▶ **RECORDED DATA**:
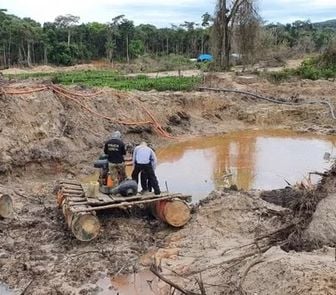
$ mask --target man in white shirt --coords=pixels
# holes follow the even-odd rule
[[[154,151],[147,146],[146,142],[142,142],[138,145],[133,152],[133,172],[132,179],[137,183],[139,181],[139,173],[145,173],[148,177],[148,181],[154,189],[154,194],[159,195],[161,193],[158,180],[155,176],[154,169],[156,168],[156,155]],[[142,192],[148,191],[147,181],[141,181]]]

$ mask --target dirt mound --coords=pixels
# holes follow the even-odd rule
[[[333,254],[332,248],[314,253],[286,253],[272,248],[242,269],[241,287],[250,294],[260,295],[268,295],[270,290],[274,295],[336,294]]]
[[[318,244],[336,243],[336,194],[330,194],[317,205],[305,238]]]
[[[227,75],[213,79],[210,82],[220,87],[287,100],[323,94],[334,102],[334,84],[328,82],[274,86],[260,81],[245,84]],[[77,95],[74,100],[45,86],[13,83],[3,86],[5,91],[0,89],[1,190],[14,197],[16,210],[14,220],[0,220],[0,281],[19,291],[30,283],[27,294],[80,290],[90,294],[96,290],[83,286],[94,286],[100,272],[111,276],[137,271],[143,254],[160,249],[143,265],[156,257],[163,274],[171,275],[168,269],[173,270],[176,281],[187,289],[197,289],[195,278],[202,273],[209,294],[241,294],[242,290],[291,294],[301,289],[306,293],[334,292],[330,274],[335,267],[329,263],[329,252],[293,254],[278,248],[292,229],[286,226],[294,208],[299,209],[295,202],[283,208],[277,206],[282,203],[265,202],[256,192],[219,191],[195,208],[190,224],[179,231],[150,218],[138,218],[133,212],[113,219],[103,214],[98,239],[83,244],[67,229],[53,195],[54,180],[79,178],[93,171],[91,163],[114,129],[122,131],[126,142],[166,144],[165,133],[146,123],[151,120],[148,110],[164,132],[183,139],[247,128],[333,133],[334,120],[328,108],[272,104],[235,93],[60,90],[75,93],[70,96]],[[44,87],[43,91],[22,93],[38,87]],[[145,123],[121,123],[134,121]],[[336,178],[330,177],[324,191],[335,192],[335,182]],[[324,275],[326,281],[321,280]],[[300,280],[297,286],[296,279]],[[255,283],[260,280],[263,284]],[[286,284],[279,287],[279,281]]]

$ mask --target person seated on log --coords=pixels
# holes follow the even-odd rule
[[[152,145],[148,145],[152,150],[153,152],[155,153],[155,149]],[[155,171],[155,167],[153,167],[153,170]],[[147,187],[147,190],[149,192],[152,192],[152,189],[153,189],[153,186],[148,178],[148,175],[147,173],[143,170],[141,171],[140,173],[140,183],[141,183],[141,187]]]
[[[105,142],[104,153],[107,155],[110,176],[115,187],[127,177],[124,159],[126,149],[119,131],[114,131],[112,138]]]
[[[133,172],[132,179],[138,183],[139,173],[144,173],[144,177],[141,179],[141,193],[148,191],[148,182],[154,189],[154,194],[161,194],[158,180],[155,175],[156,168],[156,155],[155,152],[147,146],[146,142],[142,142],[138,145],[133,152]],[[147,181],[148,179],[148,181]]]

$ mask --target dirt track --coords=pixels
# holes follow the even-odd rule
[[[334,82],[272,85],[253,79],[223,75],[208,77],[206,83],[291,102],[325,98],[336,103]],[[27,86],[34,84],[9,85]],[[176,140],[237,129],[336,133],[329,108],[319,104],[279,105],[213,92],[103,89],[88,96],[98,90],[71,90],[83,94],[90,109],[116,120],[146,121],[145,107]],[[226,250],[249,244],[287,222],[288,209],[268,204],[258,194],[215,192],[178,232],[141,212],[120,212],[113,219],[102,215],[97,240],[88,244],[75,240],[56,208],[54,181],[91,174],[91,163],[114,128],[123,132],[126,142],[146,139],[158,146],[168,139],[158,136],[152,125],[127,127],[97,117],[50,90],[2,95],[0,112],[0,192],[14,197],[16,210],[14,220],[0,220],[0,281],[10,287],[22,291],[31,283],[25,294],[96,294],[100,273],[113,276],[148,267],[140,257],[161,249],[158,253],[170,253],[161,255],[164,275],[173,270],[179,274],[173,279],[195,292],[199,292],[195,277],[203,270],[207,294],[336,294],[330,248],[287,253],[274,246],[260,257],[252,256],[260,261],[238,261],[226,270],[223,265],[230,266],[226,260],[256,248]]]

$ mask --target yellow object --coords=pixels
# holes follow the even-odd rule
[[[87,196],[89,198],[96,198],[99,191],[99,183],[97,181],[91,181],[87,185]]]
[[[107,183],[106,183],[107,187],[113,187],[113,180],[112,180],[112,177],[111,175],[109,174],[107,176]]]

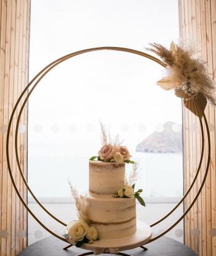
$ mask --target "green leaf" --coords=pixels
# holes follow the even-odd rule
[[[89,158],[89,160],[90,160],[90,161],[94,161],[94,159],[97,158],[97,157],[98,157],[98,156],[91,156],[91,158]]]
[[[139,197],[139,195],[137,195],[135,194],[135,197],[139,201],[141,205],[142,205],[144,207],[146,207],[146,203],[144,202],[144,200],[141,197]]]

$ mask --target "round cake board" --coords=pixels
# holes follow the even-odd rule
[[[101,239],[93,244],[84,244],[80,248],[94,252],[94,255],[103,253],[118,254],[118,251],[130,250],[146,244],[152,236],[150,226],[143,221],[137,221],[136,231],[125,237]],[[74,241],[68,239],[68,242],[75,245]]]

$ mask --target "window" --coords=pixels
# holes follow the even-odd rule
[[[177,1],[33,0],[30,77],[81,49],[117,46],[146,51],[149,42],[168,46],[178,36]],[[181,100],[156,85],[163,72],[139,56],[96,51],[61,63],[36,87],[28,105],[28,182],[59,219],[67,223],[75,217],[68,179],[80,192],[88,190],[88,159],[100,147],[99,120],[113,136],[120,134],[139,161],[136,187],[144,189],[147,207],[138,205],[138,218],[152,223],[182,196]],[[158,145],[164,136],[169,144],[156,149],[156,140]],[[31,197],[28,202],[44,223],[63,233]],[[28,220],[29,244],[47,236],[30,216]],[[168,235],[183,241],[182,226]]]

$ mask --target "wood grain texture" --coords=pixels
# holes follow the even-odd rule
[[[30,17],[30,0],[0,1],[0,231],[7,231],[7,237],[0,238],[1,256],[15,256],[27,244],[27,211],[12,186],[6,145],[9,119],[19,96],[28,83]],[[19,133],[18,137],[20,165],[25,176],[27,115],[26,108],[20,119],[25,131]],[[15,113],[15,121],[17,116]],[[13,142],[15,126],[13,122],[10,132],[10,160],[18,189],[27,199],[27,190],[16,166]]]
[[[215,79],[216,1],[179,0],[180,28],[181,42],[194,48],[196,57],[207,62],[207,72]],[[205,114],[210,129],[211,158],[209,173],[201,196],[185,220],[185,243],[199,256],[216,255],[216,237],[210,234],[216,228],[215,109],[207,105]],[[197,117],[183,109],[184,189],[194,176],[201,153],[199,129],[189,129],[193,124],[199,127]],[[193,127],[193,126],[192,126]],[[207,140],[206,132],[204,134]],[[201,173],[190,196],[185,202],[186,209],[200,187],[205,171],[207,152],[205,148]],[[197,230],[196,233],[194,231]],[[200,233],[199,234],[199,232]]]

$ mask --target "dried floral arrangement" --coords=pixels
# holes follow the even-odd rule
[[[138,189],[136,192],[135,192],[135,182],[138,177],[139,173],[139,163],[135,163],[133,165],[133,169],[129,174],[128,178],[127,177],[125,179],[124,186],[121,187],[113,196],[114,197],[120,198],[131,198],[135,197],[136,199],[140,203],[140,204],[144,207],[146,206],[146,203],[143,198],[140,196],[140,193],[143,192],[143,189]]]
[[[205,63],[194,59],[193,51],[172,42],[170,49],[161,45],[151,43],[147,49],[156,53],[167,65],[167,75],[157,83],[164,90],[175,90],[184,105],[202,118],[207,101],[214,106],[215,84],[207,73]]]
[[[75,246],[80,247],[84,243],[91,244],[99,240],[98,231],[88,223],[88,204],[86,196],[80,196],[77,190],[69,181],[72,195],[74,198],[78,220],[71,221],[67,227],[66,234],[64,236],[70,238],[75,242]]]
[[[89,160],[110,163],[127,163],[134,164],[134,161],[130,160],[131,156],[128,150],[125,146],[122,146],[119,135],[117,135],[114,140],[110,138],[110,134],[106,132],[104,126],[100,122],[101,129],[101,142],[102,147],[98,151],[98,156],[92,156]]]

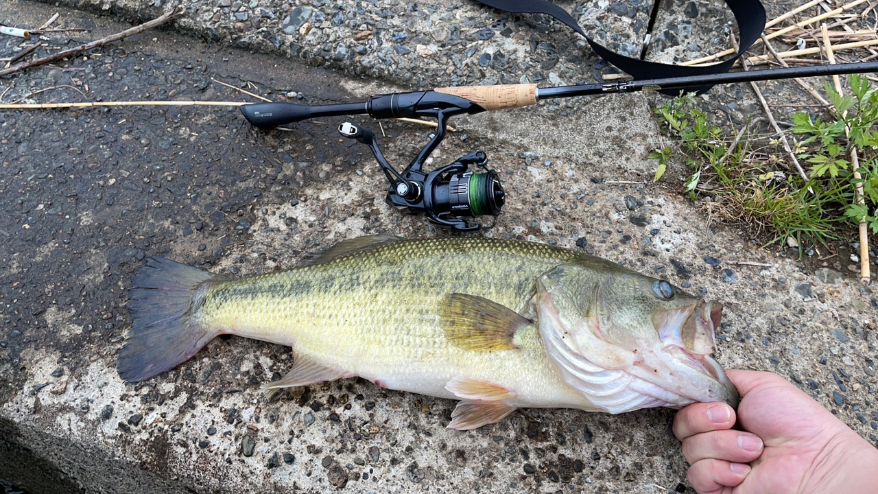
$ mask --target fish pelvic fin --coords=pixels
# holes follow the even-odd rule
[[[507,400],[515,397],[515,393],[496,384],[458,375],[449,381],[445,389],[462,398],[451,412],[449,429],[477,429],[500,422],[515,410],[507,403]]]
[[[515,407],[503,402],[464,400],[451,412],[451,422],[446,427],[458,431],[478,429],[487,424],[500,422],[515,410]]]
[[[445,389],[463,400],[499,402],[515,397],[515,393],[506,388],[464,375],[451,378],[445,385]]]
[[[308,355],[296,354],[290,372],[277,381],[263,384],[262,390],[270,398],[282,388],[310,386],[324,381],[335,381],[353,375],[349,372],[321,364]]]
[[[205,291],[226,277],[163,258],[147,258],[128,291],[131,331],[117,369],[128,381],[149,379],[189,360],[220,332],[193,316]]]
[[[442,301],[440,318],[445,338],[455,346],[476,352],[515,350],[515,333],[533,321],[484,297],[450,294]]]

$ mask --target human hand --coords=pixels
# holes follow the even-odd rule
[[[878,450],[781,376],[730,369],[741,403],[694,403],[673,433],[699,494],[874,493]]]

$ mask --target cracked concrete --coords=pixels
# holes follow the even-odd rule
[[[600,61],[557,23],[486,14],[467,2],[418,11],[389,0],[250,2],[236,12],[225,3],[192,3],[173,32],[0,80],[0,91],[8,90],[5,100],[82,98],[69,88],[28,96],[63,84],[88,99],[243,98],[216,78],[323,104],[423,84],[572,83],[607,69],[595,68]],[[60,11],[61,25],[93,30],[75,35],[84,40],[125,27],[112,18],[154,17],[172,4],[65,3],[85,12],[3,4],[3,15],[26,25]],[[600,3],[561,4],[580,20],[611,15]],[[291,30],[297,9],[307,18]],[[635,25],[639,11],[623,24]],[[245,20],[234,15],[244,12]],[[345,18],[335,25],[338,12]],[[306,22],[312,27],[302,34]],[[497,33],[480,40],[489,25]],[[64,36],[47,40],[63,44]],[[354,41],[368,45],[366,53],[357,54]],[[342,45],[355,54],[335,60]],[[483,54],[492,55],[486,67]],[[841,275],[821,280],[789,252],[709,225],[679,195],[673,171],[651,183],[656,163],[647,156],[660,139],[652,98],[548,101],[456,119],[458,132],[433,163],[485,150],[509,198],[485,235],[587,250],[723,301],[718,359],[725,367],[793,380],[875,443],[874,295]],[[35,493],[686,488],[667,410],[522,410],[459,432],[444,428],[453,402],[362,380],[267,400],[259,386],[284,374],[291,353],[234,338],[213,341],[167,374],[122,382],[115,357],[129,323],[125,292],[144,256],[244,276],[294,265],[320,246],[361,235],[450,234],[385,204],[376,193],[384,178],[368,149],[339,142],[341,119],[263,133],[229,107],[0,115],[0,374],[7,377],[0,384],[0,477]],[[376,122],[356,121],[380,134]],[[429,133],[395,122],[383,127],[381,145],[394,163],[407,162]]]

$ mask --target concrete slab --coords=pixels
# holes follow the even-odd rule
[[[250,81],[251,90],[270,97],[298,91],[318,104],[522,76],[548,84],[551,74],[572,83],[594,69],[584,62],[594,62],[587,49],[565,28],[548,25],[541,33],[539,20],[498,21],[503,27],[483,42],[478,33],[493,18],[469,3],[236,4],[193,5],[174,33],[149,33],[88,60],[0,80],[0,92],[4,101],[243,98],[216,78]],[[61,25],[93,29],[73,35],[83,40],[124,28],[94,11],[132,18],[167,7],[76,4],[92,11],[4,0],[3,12],[39,25],[60,11]],[[344,19],[335,25],[340,12]],[[299,18],[292,33],[284,31]],[[312,27],[302,34],[305,22]],[[220,38],[202,43],[183,31]],[[59,36],[49,41],[62,44]],[[565,56],[542,68],[544,54],[530,49],[533,39],[565,47]],[[359,44],[369,45],[367,53],[357,54]],[[427,54],[431,44],[442,49]],[[572,45],[579,59],[566,56]],[[335,60],[340,46],[356,54]],[[492,62],[481,67],[489,49]],[[493,65],[498,51],[514,70]],[[76,89],[31,94],[61,84]],[[434,163],[486,151],[509,196],[486,235],[585,249],[725,302],[723,365],[792,379],[878,441],[874,295],[834,270],[817,278],[786,251],[712,228],[675,184],[653,185],[655,163],[646,156],[659,136],[651,103],[618,95],[458,119],[459,132]],[[33,492],[685,489],[686,463],[666,410],[524,410],[459,432],[444,429],[453,402],[362,380],[269,401],[259,385],[288,370],[289,350],[234,338],[212,342],[167,374],[122,382],[115,358],[129,323],[125,292],[144,256],[244,276],[293,265],[360,235],[449,234],[384,203],[376,193],[384,178],[368,150],[339,142],[341,119],[263,133],[227,107],[2,115],[0,374],[7,379],[0,381],[0,477]],[[375,122],[356,121],[378,132]],[[407,162],[428,134],[407,124],[383,127],[392,163]]]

▶ **SHORT TASK**: Pull out each line of the entries above that contains the string "dirt" and copy it in full. Case counts.

▶ **RESULT OF THE TASK**:
$ mask --target dirt mound --coords=pixels
$ mask --target dirt track --coords=pixels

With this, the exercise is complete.